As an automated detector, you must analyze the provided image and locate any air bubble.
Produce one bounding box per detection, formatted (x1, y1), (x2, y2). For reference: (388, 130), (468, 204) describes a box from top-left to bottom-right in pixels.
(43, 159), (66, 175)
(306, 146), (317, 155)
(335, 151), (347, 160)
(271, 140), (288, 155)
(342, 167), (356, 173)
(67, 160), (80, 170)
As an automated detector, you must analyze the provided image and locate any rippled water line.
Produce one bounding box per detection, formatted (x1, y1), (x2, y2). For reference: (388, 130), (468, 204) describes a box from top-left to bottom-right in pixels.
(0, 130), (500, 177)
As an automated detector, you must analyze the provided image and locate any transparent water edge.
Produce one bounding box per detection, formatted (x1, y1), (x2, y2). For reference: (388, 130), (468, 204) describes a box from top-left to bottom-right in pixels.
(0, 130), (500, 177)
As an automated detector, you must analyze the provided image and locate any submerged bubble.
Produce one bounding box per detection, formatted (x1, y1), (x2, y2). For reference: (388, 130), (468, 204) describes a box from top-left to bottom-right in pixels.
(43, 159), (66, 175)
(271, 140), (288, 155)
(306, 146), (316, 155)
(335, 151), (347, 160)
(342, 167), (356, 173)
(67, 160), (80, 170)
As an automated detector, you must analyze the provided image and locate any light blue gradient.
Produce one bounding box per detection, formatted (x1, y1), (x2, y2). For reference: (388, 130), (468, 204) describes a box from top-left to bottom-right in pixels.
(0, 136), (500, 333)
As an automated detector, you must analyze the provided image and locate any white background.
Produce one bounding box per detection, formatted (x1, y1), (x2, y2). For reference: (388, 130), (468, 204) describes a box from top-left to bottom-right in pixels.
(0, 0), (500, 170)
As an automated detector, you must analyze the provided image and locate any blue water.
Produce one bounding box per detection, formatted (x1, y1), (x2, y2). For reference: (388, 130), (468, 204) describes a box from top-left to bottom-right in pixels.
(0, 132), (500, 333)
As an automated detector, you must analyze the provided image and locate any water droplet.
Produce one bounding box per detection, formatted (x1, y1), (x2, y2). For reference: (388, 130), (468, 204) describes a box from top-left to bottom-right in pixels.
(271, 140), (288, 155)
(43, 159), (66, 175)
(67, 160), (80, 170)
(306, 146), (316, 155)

==*==

** AIM OF THE TASK **
Express the data from the line containing "any blue water." through the end of the data, inclusive, as a two-column CSV with the columns instruction and output. Give one row for each instruction, holding its full text and the coordinates that answer it, each in a single quoted field with line breaks replaced by spaces.

** THE REPLY **
instruction,output
"As an automated detector, you must analyze the provided image and locate any blue water. Produce one bounding box per detection, formatted (x1, y1), (x2, y2). For reference: (388, 130), (468, 204) describes a box from top-left to bottom-right in pixels.","(0, 132), (500, 333)"
"As an automated detector, you must analyze the provided image and locate any water droplet. Produce one bounding box per detection, formatted (x1, y1), (x2, y2). For reference: (388, 130), (468, 204) describes a box from top-left to bottom-right in pixels.","(271, 140), (288, 155) (43, 159), (66, 175) (67, 160), (80, 170) (306, 146), (316, 155)"